## Items from a point labeling set
··········
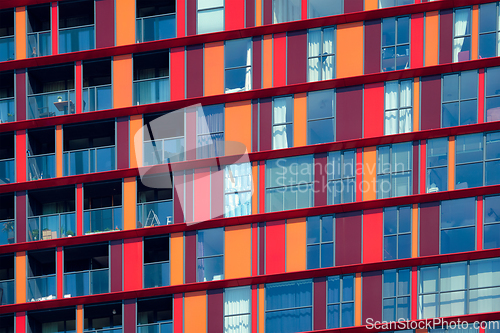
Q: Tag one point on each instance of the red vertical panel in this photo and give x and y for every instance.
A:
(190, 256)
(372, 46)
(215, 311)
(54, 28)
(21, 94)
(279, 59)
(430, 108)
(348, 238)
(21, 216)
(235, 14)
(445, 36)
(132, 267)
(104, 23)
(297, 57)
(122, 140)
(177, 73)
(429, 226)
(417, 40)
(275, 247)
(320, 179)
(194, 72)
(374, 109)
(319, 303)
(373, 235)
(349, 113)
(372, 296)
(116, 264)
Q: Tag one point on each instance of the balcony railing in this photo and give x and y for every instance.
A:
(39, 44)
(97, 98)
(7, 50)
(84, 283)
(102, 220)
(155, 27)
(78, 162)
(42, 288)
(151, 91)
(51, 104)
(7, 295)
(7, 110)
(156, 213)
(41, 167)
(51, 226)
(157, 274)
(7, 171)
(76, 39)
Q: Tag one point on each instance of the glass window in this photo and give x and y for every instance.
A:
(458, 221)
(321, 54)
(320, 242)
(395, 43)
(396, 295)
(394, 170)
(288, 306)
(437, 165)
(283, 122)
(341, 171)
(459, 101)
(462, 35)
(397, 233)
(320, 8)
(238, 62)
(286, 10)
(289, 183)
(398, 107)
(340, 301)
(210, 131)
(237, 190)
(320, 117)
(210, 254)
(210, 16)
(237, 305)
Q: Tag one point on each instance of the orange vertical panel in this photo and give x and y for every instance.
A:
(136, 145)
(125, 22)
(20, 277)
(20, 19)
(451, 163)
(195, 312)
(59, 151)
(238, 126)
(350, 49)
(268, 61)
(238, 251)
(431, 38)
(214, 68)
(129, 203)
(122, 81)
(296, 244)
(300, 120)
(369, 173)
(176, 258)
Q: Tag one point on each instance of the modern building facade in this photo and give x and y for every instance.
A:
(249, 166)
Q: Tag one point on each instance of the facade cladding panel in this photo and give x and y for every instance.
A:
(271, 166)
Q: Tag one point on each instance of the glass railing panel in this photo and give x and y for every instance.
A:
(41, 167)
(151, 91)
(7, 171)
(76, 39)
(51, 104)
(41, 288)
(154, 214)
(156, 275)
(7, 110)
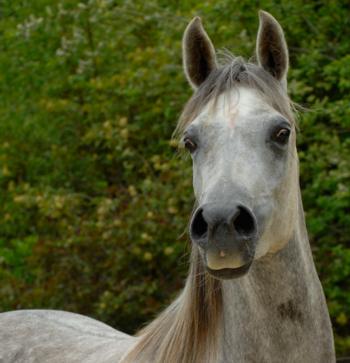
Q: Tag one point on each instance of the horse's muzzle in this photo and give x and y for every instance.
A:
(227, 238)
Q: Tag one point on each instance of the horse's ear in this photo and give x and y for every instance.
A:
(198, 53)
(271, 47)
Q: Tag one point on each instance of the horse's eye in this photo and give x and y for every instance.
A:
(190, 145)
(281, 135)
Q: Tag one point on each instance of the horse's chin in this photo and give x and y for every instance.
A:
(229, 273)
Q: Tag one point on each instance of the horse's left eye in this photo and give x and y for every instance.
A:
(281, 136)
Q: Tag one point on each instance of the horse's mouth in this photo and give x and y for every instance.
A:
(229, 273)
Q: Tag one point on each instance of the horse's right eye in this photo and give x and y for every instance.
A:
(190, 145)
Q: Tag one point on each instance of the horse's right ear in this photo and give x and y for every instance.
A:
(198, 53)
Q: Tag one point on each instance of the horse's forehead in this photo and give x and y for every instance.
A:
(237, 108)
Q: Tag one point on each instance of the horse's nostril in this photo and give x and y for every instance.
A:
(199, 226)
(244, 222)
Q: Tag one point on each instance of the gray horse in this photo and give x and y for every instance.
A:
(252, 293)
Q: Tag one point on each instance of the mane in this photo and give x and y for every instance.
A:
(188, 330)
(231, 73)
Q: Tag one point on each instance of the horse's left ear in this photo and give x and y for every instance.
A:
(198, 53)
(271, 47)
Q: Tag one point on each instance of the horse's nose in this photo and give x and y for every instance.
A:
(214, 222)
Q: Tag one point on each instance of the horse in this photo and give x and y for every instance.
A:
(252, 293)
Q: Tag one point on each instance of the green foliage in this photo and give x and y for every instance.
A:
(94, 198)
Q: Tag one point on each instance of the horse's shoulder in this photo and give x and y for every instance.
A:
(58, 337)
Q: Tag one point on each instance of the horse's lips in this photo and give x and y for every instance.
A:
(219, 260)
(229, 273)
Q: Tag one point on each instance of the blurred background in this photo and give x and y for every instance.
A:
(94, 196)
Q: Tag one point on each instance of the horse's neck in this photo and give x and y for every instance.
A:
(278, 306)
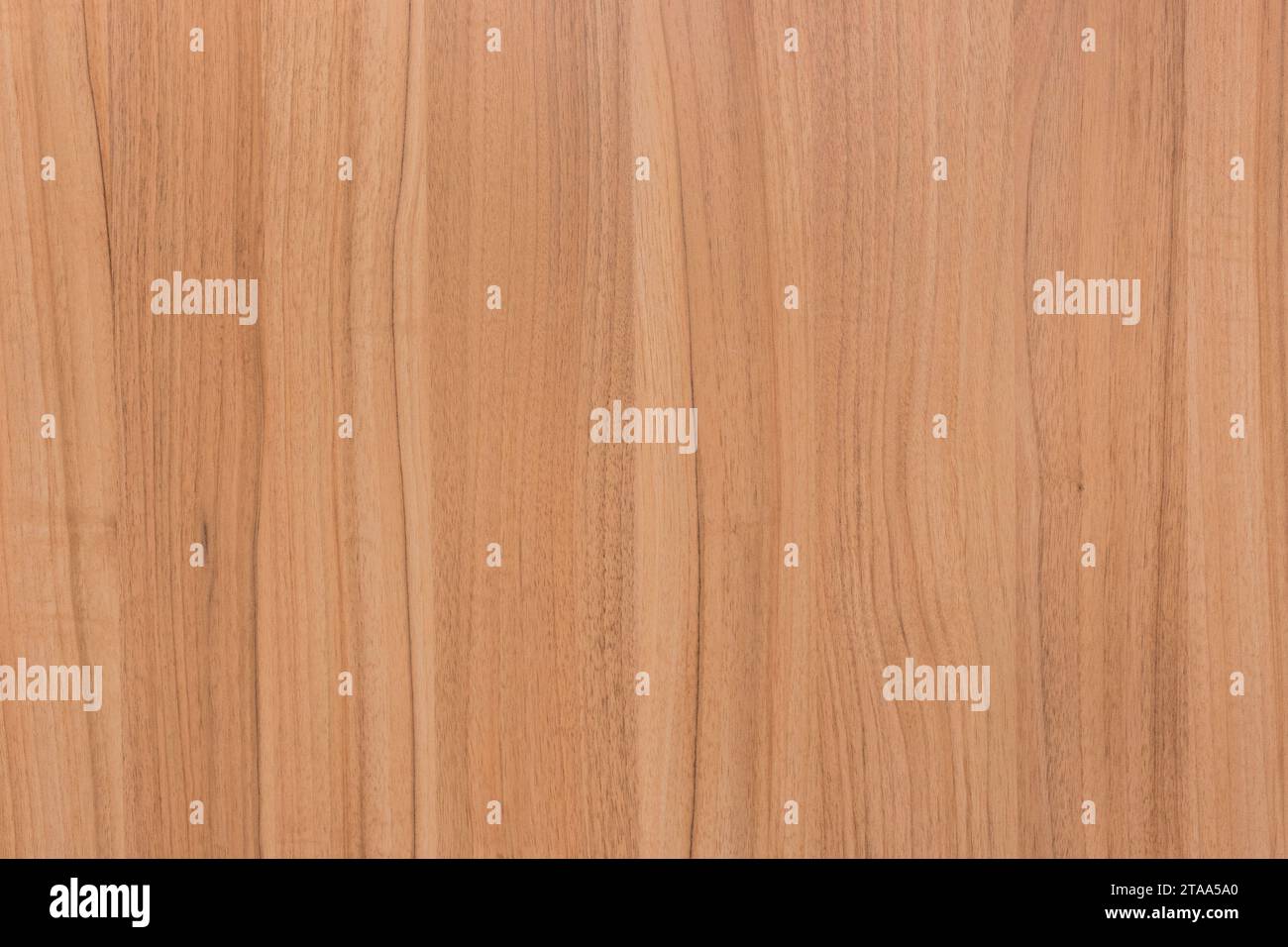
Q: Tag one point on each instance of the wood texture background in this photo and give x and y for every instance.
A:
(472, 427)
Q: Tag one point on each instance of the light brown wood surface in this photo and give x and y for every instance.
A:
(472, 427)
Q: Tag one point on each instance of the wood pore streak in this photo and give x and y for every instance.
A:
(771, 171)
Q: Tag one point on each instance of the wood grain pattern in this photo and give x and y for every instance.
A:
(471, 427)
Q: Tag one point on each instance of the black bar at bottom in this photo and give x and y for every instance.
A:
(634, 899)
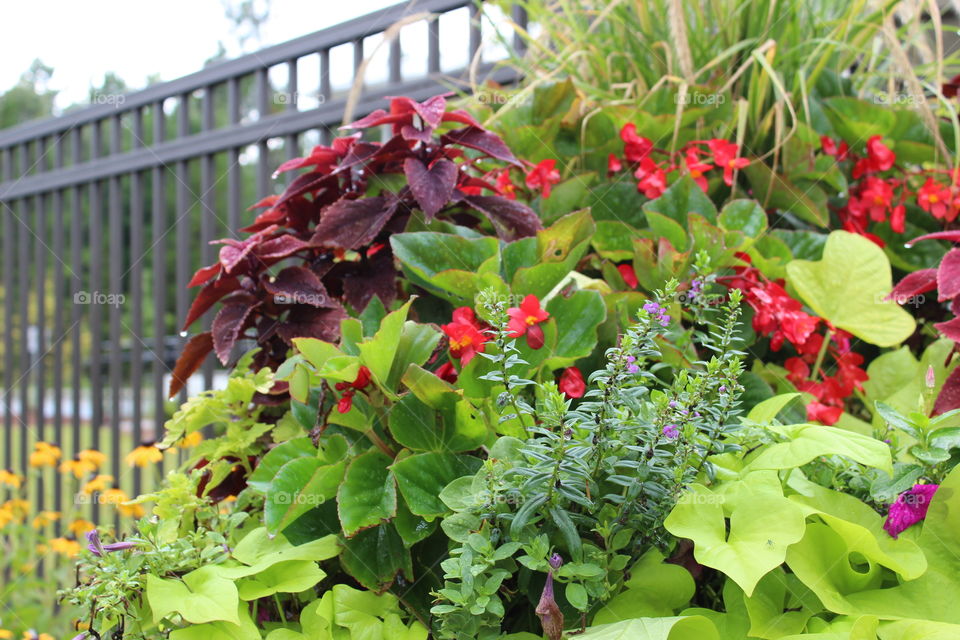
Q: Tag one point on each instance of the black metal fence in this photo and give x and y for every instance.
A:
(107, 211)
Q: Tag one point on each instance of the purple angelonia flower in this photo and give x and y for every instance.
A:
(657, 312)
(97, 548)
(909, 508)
··········
## GOAL
Recast everything from the line containing "Q: Tag one point on each instance of the black metal" down to the last of the items above as a numbered list, leaving out any blank lines.

## ANSWER TO THE PROBLEM
1. Q: Tag one point on each instance of the black metal fence in this photo and give x and y for every instance.
2. A:
3. (107, 211)
4. Q: Tag one point on each instance of the purple angelonia flower in this photo and give x and y for every instance.
5. A:
6. (657, 312)
7. (97, 548)
8. (909, 508)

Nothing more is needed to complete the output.